→ **EXERCISE 1**: Retype the passage on Alan Greenspan and the Austrian school of economics word for word.

Americans have watched Alan Greenspan's mannerisms and heard his nasal voice, and seen him in his $10 suits often enough on television to understand he is not an evil figure. Where then did Greenspan get such foolish notions? It was from the conservative Austrian school of Economics, which his mentor, Ayn Rand, had anointed as the only economists. Her book service brochures from the 1960s offering books by many authors on various topics allow only one author in the economics section - Austrian economist Ludwig Von Mises. The message was clear!

 

Here the author goes completely off the rails and shows his ignorance of everything and everyone he talks about. Firstly, Alan Greenspan has never been an Austrian, nor has Ayn Rand for that matter. Many Austrians like Ayn Rand for her novels and generally benevolent sentiments towards free market ideals, but she was not an economist as much as a philosopher. While there is a cordial relationship between objectivists and libertarians, Ayn Rand and Murray Rothbard had a severe falling out from which they never recovered. In fact, Rothbard wrote several articles attacking the cultist nature of what he called the Objectivist Cult. The author thus makes connections between people and schools that simply are not there.

 

As for Greenspan, it is true that he in the 1960s and 1970s was very pro free market and advocated a gold standard. However, when he became Fed chairman those days were already long gone. It can be said that Greenspan more than most illustrates Lord Acton’s famous truism “Power corrupts and absolute power corrupts absolutely”. Nothing of his previous free market, sound money sentiments can be seen anywhere in his actions as Fed chairman. Instead, not only did he inflate the Nasdaq bubble but he also blew most of the air into the housing bubble.

(Source rows)
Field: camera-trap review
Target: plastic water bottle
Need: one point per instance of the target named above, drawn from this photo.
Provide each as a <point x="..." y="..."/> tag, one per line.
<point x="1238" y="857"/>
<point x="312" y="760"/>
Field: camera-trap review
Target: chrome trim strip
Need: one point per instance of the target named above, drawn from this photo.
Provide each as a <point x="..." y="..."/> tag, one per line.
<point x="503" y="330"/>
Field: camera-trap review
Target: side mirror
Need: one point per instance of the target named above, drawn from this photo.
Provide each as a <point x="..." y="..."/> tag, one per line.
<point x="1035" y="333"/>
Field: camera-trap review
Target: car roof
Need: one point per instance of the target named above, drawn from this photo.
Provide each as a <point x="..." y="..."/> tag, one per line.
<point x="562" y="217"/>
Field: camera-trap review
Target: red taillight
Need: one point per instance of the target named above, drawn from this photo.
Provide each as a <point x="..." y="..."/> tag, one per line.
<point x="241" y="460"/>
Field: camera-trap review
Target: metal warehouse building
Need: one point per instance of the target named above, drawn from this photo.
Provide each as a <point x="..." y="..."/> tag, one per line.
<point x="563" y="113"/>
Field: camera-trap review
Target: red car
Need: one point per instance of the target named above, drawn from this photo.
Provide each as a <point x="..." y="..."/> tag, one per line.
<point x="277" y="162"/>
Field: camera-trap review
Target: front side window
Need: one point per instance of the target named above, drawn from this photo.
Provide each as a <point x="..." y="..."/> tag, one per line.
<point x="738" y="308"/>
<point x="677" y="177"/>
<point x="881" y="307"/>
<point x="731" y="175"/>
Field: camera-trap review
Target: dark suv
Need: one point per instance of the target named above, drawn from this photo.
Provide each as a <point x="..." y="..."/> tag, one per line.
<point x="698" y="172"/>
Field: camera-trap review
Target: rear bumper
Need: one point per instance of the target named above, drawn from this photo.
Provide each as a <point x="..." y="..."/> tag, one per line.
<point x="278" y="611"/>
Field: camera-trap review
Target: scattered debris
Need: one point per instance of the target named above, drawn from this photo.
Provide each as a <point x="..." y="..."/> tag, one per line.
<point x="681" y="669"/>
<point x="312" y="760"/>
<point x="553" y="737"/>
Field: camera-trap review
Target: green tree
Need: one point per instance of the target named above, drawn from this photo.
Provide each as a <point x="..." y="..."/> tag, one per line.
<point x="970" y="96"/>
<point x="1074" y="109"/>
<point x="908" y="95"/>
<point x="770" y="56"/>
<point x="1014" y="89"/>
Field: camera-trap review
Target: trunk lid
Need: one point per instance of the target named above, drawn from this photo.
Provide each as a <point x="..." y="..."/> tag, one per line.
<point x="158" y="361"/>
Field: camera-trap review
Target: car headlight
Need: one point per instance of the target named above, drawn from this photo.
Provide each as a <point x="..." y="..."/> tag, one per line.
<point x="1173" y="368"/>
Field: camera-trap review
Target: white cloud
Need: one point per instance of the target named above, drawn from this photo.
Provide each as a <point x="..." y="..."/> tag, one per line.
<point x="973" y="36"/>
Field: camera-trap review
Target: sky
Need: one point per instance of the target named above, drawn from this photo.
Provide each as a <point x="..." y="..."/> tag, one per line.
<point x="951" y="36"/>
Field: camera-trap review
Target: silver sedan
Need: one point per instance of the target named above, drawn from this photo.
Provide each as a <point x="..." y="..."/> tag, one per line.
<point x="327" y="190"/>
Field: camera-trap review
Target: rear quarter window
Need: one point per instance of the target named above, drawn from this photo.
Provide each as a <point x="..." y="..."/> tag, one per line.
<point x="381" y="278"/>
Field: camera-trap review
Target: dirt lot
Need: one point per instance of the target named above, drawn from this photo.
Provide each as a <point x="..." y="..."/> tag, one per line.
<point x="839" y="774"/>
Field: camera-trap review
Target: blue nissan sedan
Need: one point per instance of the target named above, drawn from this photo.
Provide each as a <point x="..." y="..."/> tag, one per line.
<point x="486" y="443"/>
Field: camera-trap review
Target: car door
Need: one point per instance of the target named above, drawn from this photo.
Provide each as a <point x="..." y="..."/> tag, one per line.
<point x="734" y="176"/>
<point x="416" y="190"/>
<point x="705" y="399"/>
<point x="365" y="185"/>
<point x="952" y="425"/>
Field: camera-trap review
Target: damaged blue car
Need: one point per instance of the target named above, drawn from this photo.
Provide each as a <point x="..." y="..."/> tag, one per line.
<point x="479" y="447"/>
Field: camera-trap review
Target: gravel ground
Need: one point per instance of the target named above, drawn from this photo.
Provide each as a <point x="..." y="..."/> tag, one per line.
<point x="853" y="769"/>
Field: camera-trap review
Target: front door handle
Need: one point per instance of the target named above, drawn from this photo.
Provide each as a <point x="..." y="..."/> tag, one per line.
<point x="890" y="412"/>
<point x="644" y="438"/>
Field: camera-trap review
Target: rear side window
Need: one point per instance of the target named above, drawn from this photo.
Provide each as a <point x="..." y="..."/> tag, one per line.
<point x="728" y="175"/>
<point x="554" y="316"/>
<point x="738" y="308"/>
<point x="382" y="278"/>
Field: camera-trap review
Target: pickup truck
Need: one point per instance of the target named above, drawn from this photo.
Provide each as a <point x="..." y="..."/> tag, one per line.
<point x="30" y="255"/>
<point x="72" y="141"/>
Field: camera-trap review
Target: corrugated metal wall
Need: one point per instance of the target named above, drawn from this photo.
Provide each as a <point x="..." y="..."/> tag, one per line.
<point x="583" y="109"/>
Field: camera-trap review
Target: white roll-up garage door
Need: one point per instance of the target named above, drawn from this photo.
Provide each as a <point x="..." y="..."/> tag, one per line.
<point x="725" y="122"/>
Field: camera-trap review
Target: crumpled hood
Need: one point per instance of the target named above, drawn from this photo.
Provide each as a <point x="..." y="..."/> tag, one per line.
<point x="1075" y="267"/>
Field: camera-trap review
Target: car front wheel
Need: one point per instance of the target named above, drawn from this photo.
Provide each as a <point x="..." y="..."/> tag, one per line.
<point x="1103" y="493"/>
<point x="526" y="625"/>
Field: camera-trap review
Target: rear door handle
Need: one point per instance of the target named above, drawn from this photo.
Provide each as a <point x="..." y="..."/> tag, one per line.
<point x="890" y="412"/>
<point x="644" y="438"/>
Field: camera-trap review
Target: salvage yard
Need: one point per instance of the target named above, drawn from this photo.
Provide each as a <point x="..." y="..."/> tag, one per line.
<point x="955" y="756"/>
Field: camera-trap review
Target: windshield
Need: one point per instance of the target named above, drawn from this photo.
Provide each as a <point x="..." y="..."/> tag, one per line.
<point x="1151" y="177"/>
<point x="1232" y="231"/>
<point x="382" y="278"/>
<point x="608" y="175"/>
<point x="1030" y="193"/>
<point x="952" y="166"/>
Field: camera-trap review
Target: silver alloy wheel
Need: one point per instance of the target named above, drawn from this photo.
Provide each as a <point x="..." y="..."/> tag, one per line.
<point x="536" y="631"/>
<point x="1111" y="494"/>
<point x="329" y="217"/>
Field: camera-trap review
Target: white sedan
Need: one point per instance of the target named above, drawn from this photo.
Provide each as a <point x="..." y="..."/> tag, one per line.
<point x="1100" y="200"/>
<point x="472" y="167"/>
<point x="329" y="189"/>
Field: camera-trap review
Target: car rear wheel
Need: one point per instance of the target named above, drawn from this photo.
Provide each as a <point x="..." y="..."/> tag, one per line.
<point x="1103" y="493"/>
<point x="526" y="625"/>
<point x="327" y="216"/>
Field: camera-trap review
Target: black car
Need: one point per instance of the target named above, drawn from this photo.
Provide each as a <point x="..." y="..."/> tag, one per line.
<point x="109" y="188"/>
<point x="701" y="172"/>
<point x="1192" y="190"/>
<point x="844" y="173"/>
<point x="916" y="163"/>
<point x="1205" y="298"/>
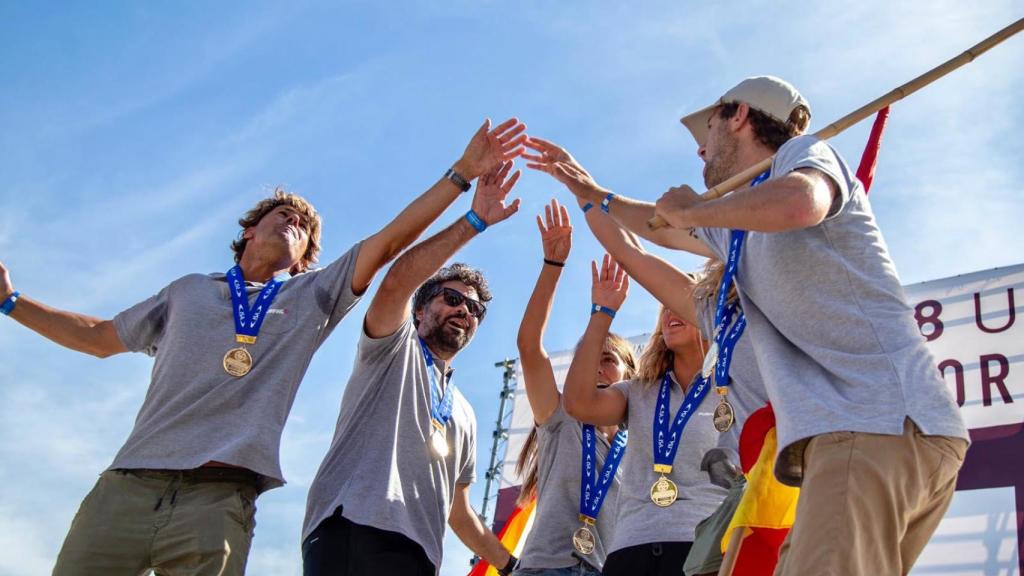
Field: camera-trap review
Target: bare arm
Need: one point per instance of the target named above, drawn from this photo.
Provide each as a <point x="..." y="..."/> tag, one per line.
<point x="76" y="331"/>
<point x="631" y="214"/>
<point x="667" y="283"/>
<point x="798" y="200"/>
<point x="584" y="401"/>
<point x="470" y="530"/>
<point x="390" y="305"/>
<point x="485" y="151"/>
<point x="538" y="375"/>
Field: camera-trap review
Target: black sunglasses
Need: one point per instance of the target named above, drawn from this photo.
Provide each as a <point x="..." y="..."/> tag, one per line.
<point x="455" y="298"/>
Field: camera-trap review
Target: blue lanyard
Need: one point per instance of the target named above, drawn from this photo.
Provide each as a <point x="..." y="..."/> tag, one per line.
<point x="666" y="439"/>
<point x="248" y="320"/>
<point x="725" y="340"/>
<point x="593" y="486"/>
<point x="440" y="409"/>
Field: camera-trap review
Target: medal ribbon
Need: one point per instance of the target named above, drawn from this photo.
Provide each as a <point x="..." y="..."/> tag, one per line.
<point x="666" y="440"/>
<point x="593" y="486"/>
<point x="726" y="340"/>
<point x="440" y="409"/>
<point x="248" y="320"/>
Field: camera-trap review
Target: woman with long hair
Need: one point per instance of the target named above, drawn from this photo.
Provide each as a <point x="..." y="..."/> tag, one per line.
<point x="738" y="386"/>
<point x="664" y="494"/>
<point x="562" y="458"/>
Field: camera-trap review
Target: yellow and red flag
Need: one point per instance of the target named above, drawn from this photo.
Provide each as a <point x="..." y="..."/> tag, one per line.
<point x="513" y="535"/>
<point x="768" y="508"/>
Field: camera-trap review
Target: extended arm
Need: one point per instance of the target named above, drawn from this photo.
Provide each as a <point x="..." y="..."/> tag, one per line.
<point x="485" y="151"/>
<point x="632" y="214"/>
<point x="76" y="331"/>
<point x="538" y="375"/>
<point x="390" y="305"/>
<point x="667" y="283"/>
<point x="798" y="200"/>
<point x="470" y="530"/>
<point x="584" y="401"/>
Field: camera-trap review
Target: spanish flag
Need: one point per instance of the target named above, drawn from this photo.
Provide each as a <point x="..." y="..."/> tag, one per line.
<point x="768" y="508"/>
<point x="513" y="535"/>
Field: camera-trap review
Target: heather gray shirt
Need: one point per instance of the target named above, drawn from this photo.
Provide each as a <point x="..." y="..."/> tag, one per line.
<point x="559" y="458"/>
<point x="639" y="521"/>
<point x="194" y="411"/>
<point x="379" y="466"/>
<point x="834" y="337"/>
<point x="747" y="391"/>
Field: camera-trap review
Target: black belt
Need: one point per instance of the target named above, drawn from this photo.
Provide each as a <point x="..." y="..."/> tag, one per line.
<point x="206" y="474"/>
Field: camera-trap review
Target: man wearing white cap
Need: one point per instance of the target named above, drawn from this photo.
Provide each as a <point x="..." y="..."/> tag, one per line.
<point x="866" y="426"/>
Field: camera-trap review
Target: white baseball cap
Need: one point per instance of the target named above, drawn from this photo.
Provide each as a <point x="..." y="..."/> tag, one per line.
<point x="772" y="95"/>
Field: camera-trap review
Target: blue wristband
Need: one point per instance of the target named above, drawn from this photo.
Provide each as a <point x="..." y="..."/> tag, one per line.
<point x="476" y="221"/>
<point x="606" y="202"/>
<point x="8" y="305"/>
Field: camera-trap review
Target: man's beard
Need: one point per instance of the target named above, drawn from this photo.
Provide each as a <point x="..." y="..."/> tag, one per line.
<point x="446" y="337"/>
<point x="722" y="166"/>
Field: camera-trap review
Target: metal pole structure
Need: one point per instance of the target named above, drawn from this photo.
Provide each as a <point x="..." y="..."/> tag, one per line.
<point x="501" y="435"/>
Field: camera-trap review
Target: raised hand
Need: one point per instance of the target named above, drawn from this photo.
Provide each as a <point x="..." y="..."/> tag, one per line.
<point x="556" y="232"/>
<point x="489" y="149"/>
<point x="610" y="284"/>
<point x="492" y="191"/>
<point x="560" y="164"/>
<point x="6" y="289"/>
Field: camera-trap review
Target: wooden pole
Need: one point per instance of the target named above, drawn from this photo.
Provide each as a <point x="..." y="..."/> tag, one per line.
<point x="863" y="112"/>
<point x="732" y="550"/>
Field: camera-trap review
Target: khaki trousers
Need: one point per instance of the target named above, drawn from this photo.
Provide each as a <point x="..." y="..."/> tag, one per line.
<point x="869" y="502"/>
<point x="134" y="521"/>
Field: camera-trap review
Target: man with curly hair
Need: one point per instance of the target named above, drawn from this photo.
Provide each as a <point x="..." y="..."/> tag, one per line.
<point x="404" y="448"/>
<point x="230" y="351"/>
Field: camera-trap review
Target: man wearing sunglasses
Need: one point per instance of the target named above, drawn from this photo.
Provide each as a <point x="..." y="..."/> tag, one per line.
<point x="179" y="496"/>
<point x="403" y="450"/>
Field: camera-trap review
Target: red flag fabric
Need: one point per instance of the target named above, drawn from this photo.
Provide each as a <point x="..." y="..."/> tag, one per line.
<point x="759" y="551"/>
<point x="865" y="172"/>
<point x="513" y="536"/>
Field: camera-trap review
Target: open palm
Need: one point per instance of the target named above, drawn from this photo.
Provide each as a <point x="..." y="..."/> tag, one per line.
<point x="556" y="232"/>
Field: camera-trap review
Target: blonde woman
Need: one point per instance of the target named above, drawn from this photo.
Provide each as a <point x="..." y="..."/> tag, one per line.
<point x="664" y="494"/>
<point x="563" y="458"/>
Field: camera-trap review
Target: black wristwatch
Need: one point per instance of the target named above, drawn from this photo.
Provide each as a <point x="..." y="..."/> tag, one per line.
<point x="457" y="179"/>
<point x="509" y="566"/>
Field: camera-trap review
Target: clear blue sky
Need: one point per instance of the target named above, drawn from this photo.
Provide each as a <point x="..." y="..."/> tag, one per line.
<point x="134" y="134"/>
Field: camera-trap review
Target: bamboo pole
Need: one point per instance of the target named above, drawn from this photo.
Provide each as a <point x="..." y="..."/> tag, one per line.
<point x="863" y="112"/>
<point x="732" y="550"/>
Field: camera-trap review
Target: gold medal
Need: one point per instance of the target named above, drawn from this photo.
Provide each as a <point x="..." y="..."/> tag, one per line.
<point x="583" y="540"/>
<point x="724" y="414"/>
<point x="664" y="492"/>
<point x="710" y="361"/>
<point x="438" y="441"/>
<point x="238" y="362"/>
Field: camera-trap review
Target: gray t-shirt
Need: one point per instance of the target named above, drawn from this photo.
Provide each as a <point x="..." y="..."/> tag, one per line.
<point x="835" y="338"/>
<point x="559" y="453"/>
<point x="747" y="391"/>
<point x="379" y="467"/>
<point x="639" y="521"/>
<point x="194" y="411"/>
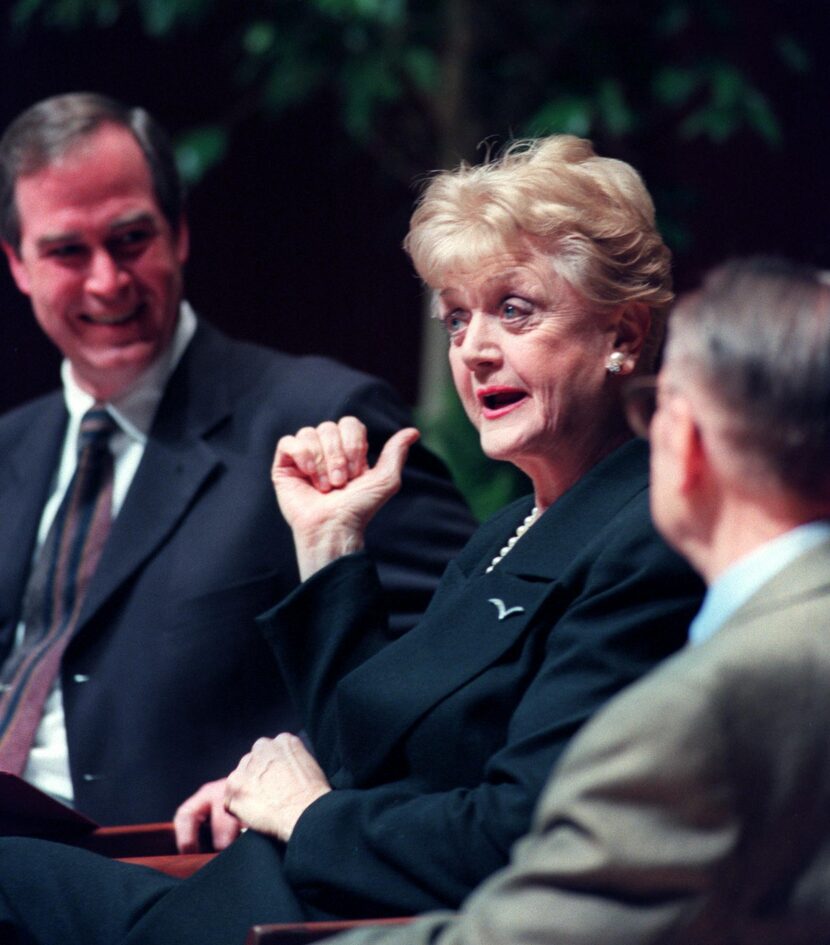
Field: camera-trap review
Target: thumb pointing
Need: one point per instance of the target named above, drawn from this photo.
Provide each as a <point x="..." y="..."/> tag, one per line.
<point x="394" y="453"/>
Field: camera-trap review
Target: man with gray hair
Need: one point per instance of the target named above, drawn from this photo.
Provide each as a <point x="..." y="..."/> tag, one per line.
<point x="131" y="668"/>
<point x="695" y="808"/>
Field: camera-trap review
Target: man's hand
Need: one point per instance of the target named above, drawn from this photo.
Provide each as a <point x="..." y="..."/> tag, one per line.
<point x="207" y="805"/>
<point x="273" y="784"/>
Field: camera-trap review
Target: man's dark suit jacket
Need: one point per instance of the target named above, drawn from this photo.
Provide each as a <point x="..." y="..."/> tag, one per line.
<point x="693" y="810"/>
<point x="167" y="680"/>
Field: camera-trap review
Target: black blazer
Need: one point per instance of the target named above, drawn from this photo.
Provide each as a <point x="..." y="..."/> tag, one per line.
<point x="438" y="742"/>
<point x="167" y="680"/>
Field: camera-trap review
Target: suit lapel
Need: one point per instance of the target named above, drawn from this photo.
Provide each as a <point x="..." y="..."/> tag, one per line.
<point x="477" y="617"/>
<point x="468" y="628"/>
<point x="177" y="463"/>
<point x="26" y="473"/>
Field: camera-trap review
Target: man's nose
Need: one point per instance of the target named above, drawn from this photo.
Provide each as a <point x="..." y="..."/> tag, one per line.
<point x="105" y="276"/>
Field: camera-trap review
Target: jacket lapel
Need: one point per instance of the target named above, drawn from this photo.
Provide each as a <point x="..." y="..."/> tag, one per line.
<point x="26" y="473"/>
<point x="177" y="462"/>
<point x="468" y="628"/>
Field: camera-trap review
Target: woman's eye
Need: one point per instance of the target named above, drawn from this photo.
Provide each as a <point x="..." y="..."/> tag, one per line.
<point x="453" y="322"/>
<point x="512" y="309"/>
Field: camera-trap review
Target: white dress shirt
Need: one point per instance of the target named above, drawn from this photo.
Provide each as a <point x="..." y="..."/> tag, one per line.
<point x="740" y="581"/>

→ **EXERCISE 2**: How many lines in the rows above contain the string "sedan"? Case counts, so reply with the number alone.

→ **CORRECT ANSWER 1**:
Americans have watched Alan Greenspan's mannerisms and heard his nasal voice, and seen him in his $10 suits often enough on television to understand he is not an evil figure. Where then did Greenspan get such foolish notions? It was from the conservative Austrian school of Economics, which his mentor, Ayn Rand, had anointed as the only economists. Her book service brochures from the 1960s offering books by many authors on various topics allow only one author in the economics section - Austrian economist Ludwig Von Mises. The message was clear!

 

Here the author goes completely off the rails and shows his ignorance of everything and everyone he talks about. Firstly, Alan Greenspan has never been an Austrian, nor has Ayn Rand for that matter. Many Austrians like Ayn Rand for her novels and generally benevolent sentiments towards free market ideals, but she was not an economist as much as a philosopher. While there is a cordial relationship between objectivists and libertarians, Ayn Rand and Murray Rothbard had a severe falling out from which they never recovered. In fact, Rothbard wrote several articles attacking the cultist nature of what he called the Objectivist Cult. The author thus makes connections between people and schools that simply are not there.

 

As for Greenspan, it is true that he in the 1960s and 1970s was very pro free market and advocated a gold standard. However, when he became Fed chairman those days were already long gone. It can be said that Greenspan more than most illustrates Lord Acton’s famous truism “Power corrupts and absolute power corrupts absolutely”. Nothing of his previous free market, sound money sentiments can be seen anywhere in his actions as Fed chairman. Instead, not only did he inflate the Nasdaq bubble but he also blew most of the air into the housing bubble.

→ **CORRECT ANSWER 2**: 3